- Short problem -
Find every line in the records below that contains the word "hair" and copy each one. Treat uppercase and lowercase as different.

- Dataset records -
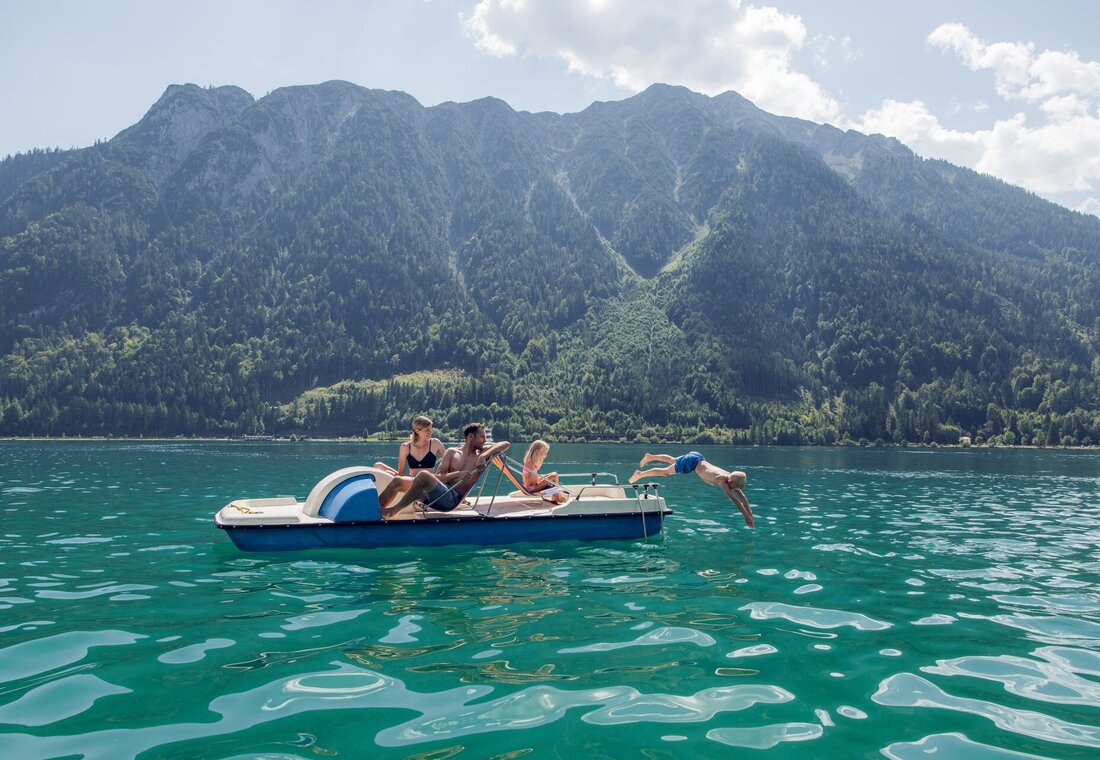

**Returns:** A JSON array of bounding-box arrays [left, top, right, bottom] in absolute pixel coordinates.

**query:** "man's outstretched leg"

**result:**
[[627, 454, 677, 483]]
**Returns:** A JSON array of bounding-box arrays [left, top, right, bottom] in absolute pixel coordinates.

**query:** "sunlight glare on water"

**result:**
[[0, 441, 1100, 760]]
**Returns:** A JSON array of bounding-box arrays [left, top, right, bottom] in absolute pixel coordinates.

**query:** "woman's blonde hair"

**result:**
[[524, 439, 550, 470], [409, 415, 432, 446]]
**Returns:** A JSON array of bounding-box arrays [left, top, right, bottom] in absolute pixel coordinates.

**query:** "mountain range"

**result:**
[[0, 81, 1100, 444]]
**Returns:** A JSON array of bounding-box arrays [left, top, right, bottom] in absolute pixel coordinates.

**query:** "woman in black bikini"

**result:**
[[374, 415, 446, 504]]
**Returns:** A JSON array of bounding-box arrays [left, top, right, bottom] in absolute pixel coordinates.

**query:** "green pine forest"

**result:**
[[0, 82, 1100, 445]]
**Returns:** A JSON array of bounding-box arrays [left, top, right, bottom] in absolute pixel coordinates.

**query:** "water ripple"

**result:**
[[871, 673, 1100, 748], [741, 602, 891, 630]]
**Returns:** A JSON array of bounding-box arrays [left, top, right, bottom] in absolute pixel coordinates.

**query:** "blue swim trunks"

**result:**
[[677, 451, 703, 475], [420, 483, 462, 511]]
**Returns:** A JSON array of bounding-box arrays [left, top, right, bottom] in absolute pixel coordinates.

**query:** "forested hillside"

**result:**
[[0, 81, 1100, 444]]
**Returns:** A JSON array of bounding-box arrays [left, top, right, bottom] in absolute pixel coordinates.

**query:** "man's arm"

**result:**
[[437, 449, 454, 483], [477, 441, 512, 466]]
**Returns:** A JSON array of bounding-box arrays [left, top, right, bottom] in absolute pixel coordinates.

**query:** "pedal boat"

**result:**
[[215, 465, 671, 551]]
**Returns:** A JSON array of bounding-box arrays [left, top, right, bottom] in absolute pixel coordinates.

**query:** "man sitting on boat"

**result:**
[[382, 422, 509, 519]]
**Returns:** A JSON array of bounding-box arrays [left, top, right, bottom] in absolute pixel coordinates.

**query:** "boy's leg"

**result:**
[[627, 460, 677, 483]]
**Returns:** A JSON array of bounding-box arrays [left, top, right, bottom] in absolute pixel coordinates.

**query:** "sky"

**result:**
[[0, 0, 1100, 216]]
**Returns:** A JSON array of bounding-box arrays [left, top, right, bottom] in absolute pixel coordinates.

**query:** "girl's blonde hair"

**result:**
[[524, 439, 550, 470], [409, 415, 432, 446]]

- Written solution -
**query:** "woman's blonde hair"
**query:** "girl's blonde hair"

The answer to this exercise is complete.